(begin)

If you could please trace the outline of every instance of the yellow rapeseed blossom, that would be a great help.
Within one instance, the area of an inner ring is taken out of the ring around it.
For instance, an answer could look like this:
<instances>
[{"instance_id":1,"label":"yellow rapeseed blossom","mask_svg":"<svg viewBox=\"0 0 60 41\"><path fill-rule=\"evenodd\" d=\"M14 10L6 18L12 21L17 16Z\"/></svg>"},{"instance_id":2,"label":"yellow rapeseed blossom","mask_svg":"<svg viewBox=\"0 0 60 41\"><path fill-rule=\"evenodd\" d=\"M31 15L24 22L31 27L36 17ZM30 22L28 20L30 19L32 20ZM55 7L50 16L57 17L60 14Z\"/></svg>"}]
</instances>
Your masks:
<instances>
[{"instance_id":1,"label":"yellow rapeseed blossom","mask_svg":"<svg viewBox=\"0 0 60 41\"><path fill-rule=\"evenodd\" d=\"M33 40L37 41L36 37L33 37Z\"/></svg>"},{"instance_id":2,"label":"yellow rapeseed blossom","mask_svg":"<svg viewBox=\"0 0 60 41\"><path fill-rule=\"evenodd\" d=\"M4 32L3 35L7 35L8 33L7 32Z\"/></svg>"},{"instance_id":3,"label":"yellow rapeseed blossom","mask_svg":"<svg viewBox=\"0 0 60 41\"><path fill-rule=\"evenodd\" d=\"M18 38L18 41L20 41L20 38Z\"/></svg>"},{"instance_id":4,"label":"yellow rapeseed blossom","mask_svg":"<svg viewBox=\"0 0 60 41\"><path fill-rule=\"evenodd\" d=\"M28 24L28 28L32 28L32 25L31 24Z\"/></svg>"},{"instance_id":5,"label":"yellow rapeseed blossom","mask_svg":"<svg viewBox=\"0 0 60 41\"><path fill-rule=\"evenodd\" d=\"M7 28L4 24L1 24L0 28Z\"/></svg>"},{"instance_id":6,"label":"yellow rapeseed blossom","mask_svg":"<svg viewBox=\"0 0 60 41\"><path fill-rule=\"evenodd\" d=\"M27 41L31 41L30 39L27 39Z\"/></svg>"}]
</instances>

(end)

- _Instructions to follow_:
Which lines of the records contain the word "could", with case counting? Show each of those lines in full.

- _Right answer_:
If you could please trace the outline of every instance of the yellow rapeseed blossom, that would be a great help.
For instance, an answer could look like this:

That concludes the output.